Directions - Can you reproduce every entry below word for word, leaving the pictures out of your copy?

(Excerpts from a detection dataset)
╭──
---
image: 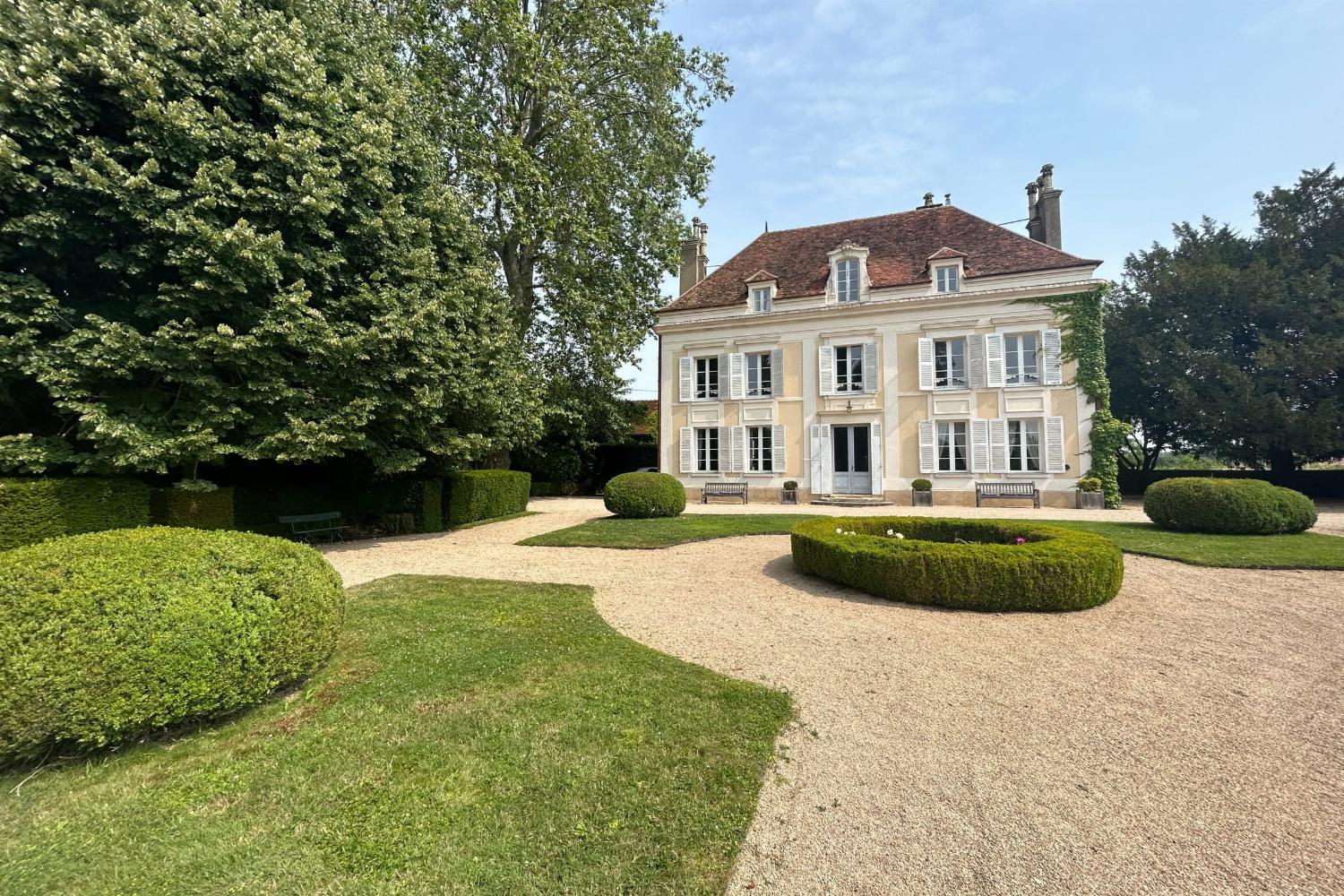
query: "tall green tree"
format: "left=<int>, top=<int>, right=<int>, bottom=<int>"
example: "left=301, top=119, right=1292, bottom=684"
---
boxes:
╰──
Problem solution -
---
image: 
query: "tall green tree"
format: "left=<int>, top=<int>, right=<int>, bottom=<int>"
example: "left=301, top=119, right=1292, bottom=684"
---
boxes:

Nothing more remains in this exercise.